Directive - Extract every line of the material below and reproduce it faithfully.

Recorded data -
================

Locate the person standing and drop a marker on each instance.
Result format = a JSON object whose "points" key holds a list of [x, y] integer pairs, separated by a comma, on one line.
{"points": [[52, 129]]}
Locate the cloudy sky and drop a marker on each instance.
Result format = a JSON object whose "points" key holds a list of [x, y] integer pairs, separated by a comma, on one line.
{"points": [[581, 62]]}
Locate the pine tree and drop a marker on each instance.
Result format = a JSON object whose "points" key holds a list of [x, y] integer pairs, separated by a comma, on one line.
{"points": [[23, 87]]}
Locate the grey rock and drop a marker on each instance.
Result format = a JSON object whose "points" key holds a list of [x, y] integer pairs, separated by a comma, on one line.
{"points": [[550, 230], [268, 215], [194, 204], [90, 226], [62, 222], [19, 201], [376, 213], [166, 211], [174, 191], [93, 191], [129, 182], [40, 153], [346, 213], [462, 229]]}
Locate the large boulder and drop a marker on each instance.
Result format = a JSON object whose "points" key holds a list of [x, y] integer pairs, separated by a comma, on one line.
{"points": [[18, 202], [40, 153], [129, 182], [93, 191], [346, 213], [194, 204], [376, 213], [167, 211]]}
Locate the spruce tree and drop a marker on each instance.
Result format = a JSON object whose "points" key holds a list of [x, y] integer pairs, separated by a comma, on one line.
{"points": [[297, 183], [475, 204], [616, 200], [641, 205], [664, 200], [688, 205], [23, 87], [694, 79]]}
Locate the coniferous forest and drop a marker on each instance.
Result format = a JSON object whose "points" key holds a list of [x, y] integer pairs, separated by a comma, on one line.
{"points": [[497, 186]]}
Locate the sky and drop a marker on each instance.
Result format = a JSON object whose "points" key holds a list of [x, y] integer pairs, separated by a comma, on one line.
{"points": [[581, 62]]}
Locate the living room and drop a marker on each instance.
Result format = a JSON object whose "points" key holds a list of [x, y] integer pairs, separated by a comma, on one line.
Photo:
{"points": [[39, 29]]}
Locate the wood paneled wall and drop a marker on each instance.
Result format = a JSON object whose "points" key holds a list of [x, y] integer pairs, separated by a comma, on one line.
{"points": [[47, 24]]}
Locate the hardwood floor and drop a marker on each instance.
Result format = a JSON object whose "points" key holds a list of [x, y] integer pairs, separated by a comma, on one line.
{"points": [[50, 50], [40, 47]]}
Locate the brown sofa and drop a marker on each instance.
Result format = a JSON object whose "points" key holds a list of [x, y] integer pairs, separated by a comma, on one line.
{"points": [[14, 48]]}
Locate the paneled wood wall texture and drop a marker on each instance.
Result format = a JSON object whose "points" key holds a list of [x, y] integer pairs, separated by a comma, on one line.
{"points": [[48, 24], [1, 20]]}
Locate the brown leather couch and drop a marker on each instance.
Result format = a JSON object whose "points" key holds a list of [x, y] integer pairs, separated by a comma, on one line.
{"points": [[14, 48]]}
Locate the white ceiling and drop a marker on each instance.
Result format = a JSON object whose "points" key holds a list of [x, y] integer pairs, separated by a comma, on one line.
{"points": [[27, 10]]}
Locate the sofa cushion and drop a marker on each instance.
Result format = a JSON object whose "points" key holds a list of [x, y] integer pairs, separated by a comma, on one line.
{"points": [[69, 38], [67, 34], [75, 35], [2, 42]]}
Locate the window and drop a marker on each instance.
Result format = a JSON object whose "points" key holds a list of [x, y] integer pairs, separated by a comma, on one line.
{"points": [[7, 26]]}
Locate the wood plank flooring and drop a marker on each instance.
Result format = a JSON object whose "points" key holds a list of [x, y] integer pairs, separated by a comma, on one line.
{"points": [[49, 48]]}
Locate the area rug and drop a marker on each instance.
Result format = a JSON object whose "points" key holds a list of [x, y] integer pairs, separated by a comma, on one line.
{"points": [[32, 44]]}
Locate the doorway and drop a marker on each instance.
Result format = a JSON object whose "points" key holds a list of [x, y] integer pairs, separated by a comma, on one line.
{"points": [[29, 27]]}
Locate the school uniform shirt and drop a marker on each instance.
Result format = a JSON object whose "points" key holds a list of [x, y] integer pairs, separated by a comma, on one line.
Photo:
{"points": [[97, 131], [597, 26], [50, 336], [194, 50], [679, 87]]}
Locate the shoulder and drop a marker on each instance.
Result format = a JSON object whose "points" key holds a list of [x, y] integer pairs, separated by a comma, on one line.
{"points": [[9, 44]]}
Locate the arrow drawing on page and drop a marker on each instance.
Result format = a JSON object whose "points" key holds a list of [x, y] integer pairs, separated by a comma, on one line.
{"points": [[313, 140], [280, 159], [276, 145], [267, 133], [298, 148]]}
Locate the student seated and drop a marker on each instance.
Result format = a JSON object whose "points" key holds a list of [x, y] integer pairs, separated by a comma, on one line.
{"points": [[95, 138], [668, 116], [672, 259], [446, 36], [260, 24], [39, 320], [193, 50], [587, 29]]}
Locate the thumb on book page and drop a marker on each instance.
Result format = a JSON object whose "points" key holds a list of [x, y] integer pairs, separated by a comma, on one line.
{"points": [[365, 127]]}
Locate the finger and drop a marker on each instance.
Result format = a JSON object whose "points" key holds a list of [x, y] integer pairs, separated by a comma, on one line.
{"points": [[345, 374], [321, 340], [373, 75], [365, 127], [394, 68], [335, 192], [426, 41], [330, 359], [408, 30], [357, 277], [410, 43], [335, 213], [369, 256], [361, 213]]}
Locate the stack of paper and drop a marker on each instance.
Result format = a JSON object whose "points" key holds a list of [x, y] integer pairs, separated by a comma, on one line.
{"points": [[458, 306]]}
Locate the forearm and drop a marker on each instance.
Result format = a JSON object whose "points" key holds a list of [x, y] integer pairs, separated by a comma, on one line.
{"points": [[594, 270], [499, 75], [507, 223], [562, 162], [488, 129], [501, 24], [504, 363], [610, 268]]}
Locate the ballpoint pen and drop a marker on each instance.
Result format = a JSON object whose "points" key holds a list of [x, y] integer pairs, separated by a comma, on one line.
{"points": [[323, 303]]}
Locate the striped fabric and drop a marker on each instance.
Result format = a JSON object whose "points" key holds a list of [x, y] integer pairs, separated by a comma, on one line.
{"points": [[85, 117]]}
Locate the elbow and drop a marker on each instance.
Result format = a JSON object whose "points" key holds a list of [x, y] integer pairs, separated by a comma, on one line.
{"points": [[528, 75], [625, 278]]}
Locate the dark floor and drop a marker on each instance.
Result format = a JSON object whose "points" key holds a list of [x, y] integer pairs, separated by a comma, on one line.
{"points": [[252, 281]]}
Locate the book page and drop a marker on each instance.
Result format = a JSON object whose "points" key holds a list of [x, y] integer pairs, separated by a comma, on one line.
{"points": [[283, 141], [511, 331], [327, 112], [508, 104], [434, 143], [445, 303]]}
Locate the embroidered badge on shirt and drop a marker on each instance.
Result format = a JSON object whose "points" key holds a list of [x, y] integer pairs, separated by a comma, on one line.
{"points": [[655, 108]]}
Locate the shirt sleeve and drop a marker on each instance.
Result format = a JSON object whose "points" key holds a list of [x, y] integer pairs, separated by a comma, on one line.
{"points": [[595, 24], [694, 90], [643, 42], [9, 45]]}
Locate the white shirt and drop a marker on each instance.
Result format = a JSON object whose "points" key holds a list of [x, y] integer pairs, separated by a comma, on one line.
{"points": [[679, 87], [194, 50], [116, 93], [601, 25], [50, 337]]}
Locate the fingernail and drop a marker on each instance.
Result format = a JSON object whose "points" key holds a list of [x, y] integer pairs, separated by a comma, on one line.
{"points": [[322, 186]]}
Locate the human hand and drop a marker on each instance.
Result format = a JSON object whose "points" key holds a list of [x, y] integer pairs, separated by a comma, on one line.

================

Answer to the task -
Locate the person standing and drop a marker on each instance.
Result format = a JSON object whose "points" key holds a list of [x, y] integer pairs, separated by a comma, on one line.
{"points": [[52, 129]]}
Locate the cloudy sky and drop a marker on each instance.
Result format = a JSON object whose "points" key holds a list of [x, y] integer pairs, separated by a comma, on one line.
{"points": [[581, 62]]}
Locate the pine tree and drop a marker on each instance.
Result format = a JSON object whose "points" key holds a list of [x, y] integer pairs, separated by a comma, on one line.
{"points": [[23, 87]]}
Locate the grey rock and drop a marker on each instance.
Result format = a JSON object whose "points" key holds a list of [x, y] integer pairs, separated by a comma, on one line.
{"points": [[550, 230], [268, 215], [194, 204], [90, 226], [62, 222], [19, 201], [376, 213], [166, 211], [174, 191], [93, 191], [129, 182], [40, 153], [346, 213], [462, 229]]}
Locate the large boulder and drop a marker on each instance.
Result format = a JSON object whose "points" key holds a list of [x, y] integer pairs, separated by a comma, on one line.
{"points": [[18, 202], [40, 153], [129, 182], [93, 191], [346, 213], [194, 204], [376, 213], [167, 211]]}
Locate the spruce tree and drop a marker on each instance.
Result format = a JSON object whose "points" key holds a list of [x, y] integer pairs, separated by a comma, on one line.
{"points": [[297, 183], [475, 204], [616, 200], [641, 205], [664, 200], [688, 205], [23, 87], [694, 79]]}
Locate the coniferous forest and drop a marker on each instance.
Result format = a JSON object whose "points" key holds a list of [x, y] integer pairs, separated by a comma, on one line.
{"points": [[497, 186]]}
Locate the sky and drop a marker on each instance.
Result format = a JSON object whose "points" key holds a list of [x, y] integer pairs, separated by a comma, on one line.
{"points": [[581, 62]]}
Locate the living room and drop a marker on each instance.
Result format = a JSON object whose "points" key holds a list of [x, y] integer pairs, separated by a comma, on one line.
Photo:
{"points": [[39, 29]]}
Locate the wood paneled wall and drop a marker on each instance.
Result format = a JSON object whose "points" key holds a list of [x, y] integer pairs, separated by a comma, on one line.
{"points": [[47, 24]]}
Locate the hardwood floor and drop a marker on each instance.
Result format = a JSON object whose "points" key holds a list of [x, y] integer pairs, separated by a comma, on one line.
{"points": [[50, 50], [40, 47]]}
Locate the brown sofa and drop a marker on each instance.
Result format = a JSON object whose "points" key holds a list of [x, y] integer pairs, separated by a comma, on one line.
{"points": [[14, 48]]}
Locate the paneled wood wall texture and drop a marker on each instance.
Result format = a JSON object whose "points" key holds a list of [x, y] integer pairs, separated by a comma, on one line.
{"points": [[48, 24], [1, 20]]}
Locate the brown leather couch and drop a marker on each instance.
Result format = a JSON object whose "points" key holds a list of [x, y] integer pairs, separated by a comma, on one line.
{"points": [[14, 48]]}
Locate the white ceiling and drop a marker on each instance.
Result format = a JSON object whose "points" key holds a list of [x, y] integer pairs, separated by a comma, on one line.
{"points": [[27, 10]]}
Locate the sofa cushion and drop a marker on each instance.
Result format = a JSON object whose "points" key holds a list of [x, y] integer pairs, separated by a comma, on one line.
{"points": [[69, 38], [67, 34], [75, 35], [2, 42]]}
Locate the window and drop a marker on each instance.
Result format = a JSON object whose "points" key holds a list of [x, y] integer pairs, separated by a comma, on one line.
{"points": [[7, 26]]}
Locate the wood plank flooring and drop a marker on each instance.
Result format = a JSON object whose "points" key holds a list of [x, y] integer pairs, separated by a comma, on one line.
{"points": [[49, 48]]}
Locate the area rug and drop a marker on each instance.
Result format = a JSON object whose "points" key holds a list of [x, y] integer pairs, separated by a comma, on one line.
{"points": [[32, 44]]}
Locate the doorway and drop a marker on each instance.
Result format = a JSON object whose "points" key holds a list of [x, y] integer pairs, separated by a comma, on one line.
{"points": [[29, 27]]}
Locate the school uniform shirt and drop a marker on each instance.
Result format = a JSON object whose "points" key holds a list of [x, y] integer pairs, separated by a comma, on one line.
Photo:
{"points": [[97, 131], [597, 26], [50, 336], [194, 50], [679, 87]]}
Locate the shoulder and drop a marker on each instance.
Result format = a JSON object whose "points" key holds a list of [x, y] integer pairs, separated by a comma, on one line.
{"points": [[9, 44]]}
Locate the arrow drawing on page and drop a marker on each instance.
Result format = a JSON object whose "points" key holds a list of [x, y] integer pairs, separated by a comma, on one line.
{"points": [[313, 140], [280, 159], [276, 145], [267, 133], [298, 148]]}
Locate the student seated and drop a marker on each instance.
Result format = a JSON object whose "points" key holds a list of [x, y] integer pairs, separated by a comma, on one line.
{"points": [[95, 138], [668, 116], [672, 259], [446, 36], [260, 24], [39, 320], [193, 50], [587, 29]]}
Locate the thumb on book page and drop a marker on each instance.
Result format = a JSON object whose "points" key holds a list of [x, y] integer pairs, separated by a comma, on one line.
{"points": [[365, 127]]}
Locate the finger and drop a marker on each instance.
Result format = a JSON object whose "points" key holds a list of [x, y] integer pairs, separated by a comma, on one line.
{"points": [[345, 374], [321, 340], [373, 75], [365, 127], [394, 68], [335, 192], [426, 41], [330, 359], [408, 30], [357, 277], [410, 43], [335, 213], [369, 256], [361, 213]]}
Locate the stack of paper and drop a marker on each instance.
Result format = a JSON object whose "points" key holds a list of [x, y] integer pairs, separated by a comma, on one line.
{"points": [[458, 306]]}
Locate the forearm and drop a marker on each instance.
Result format = a JSON object whose "points" key holds a list of [x, y] integer pairs, separated by a comma, on one line.
{"points": [[594, 270], [499, 75], [507, 223], [562, 162], [488, 129], [501, 24], [504, 363], [610, 268]]}
Locate the ballpoint pen and drop a marker on each instance.
Result format = a JSON object whose "points" key holds a list of [x, y] integer pairs, separated by a comma, on one line.
{"points": [[323, 303]]}
Locate the striped fabric and drop a marker on each instance.
Result format = a JSON object whose "points" key holds a list of [x, y] integer pairs, separated by a comma, on one line.
{"points": [[85, 117]]}
Locate the elbow and drop a marker on each instance.
Result format = a JSON object whose "points" key holds a list of [x, y] integer pairs, separated by a comma, on one line.
{"points": [[528, 75], [625, 278]]}
Locate the dark floor and drop a marker on each instance.
Result format = a JSON object whose "points" key holds a list of [x, y] integer pairs, separated by a comma, on one line.
{"points": [[252, 281]]}
Locate the book page and drop a marker on each instance.
Result format = a JSON object whose "points" key holds a list of [x, y] integer pairs, separated by a comma, on one line.
{"points": [[283, 141], [511, 331], [327, 112], [508, 104], [434, 143], [445, 303]]}
Locate the embroidered badge on shirt and drop a marker on each instance.
Result format = a JSON object whose "points" key holds a list of [x, y] integer pairs, separated by a comma, on one line.
{"points": [[655, 108]]}
Locate the shirt sleeve and drop a marker on each instance.
Result format = a JSON object whose "points" key holds a list of [x, y] integer pairs, separated by a comma, on one line.
{"points": [[595, 24], [694, 90], [643, 42], [9, 45]]}
Locate the white shirt and drop a marker on each instance.
Result format = a JSON object whose "points" key holds a list of [x, y] integer pairs, separated by a comma, on one line.
{"points": [[679, 87], [194, 50], [116, 93], [601, 25], [50, 337]]}
Locate the fingernail and drop a marker on each instance.
Result format = a JSON object whose "points" key holds a list of [x, y] integer pairs, separated by a comma, on one line.
{"points": [[322, 186]]}
Locate the human hand and drop a marker on each instance.
Result format = a JSON object whose "points" key holds a list of [x, y] integer pairs, separated by a comma, on one line.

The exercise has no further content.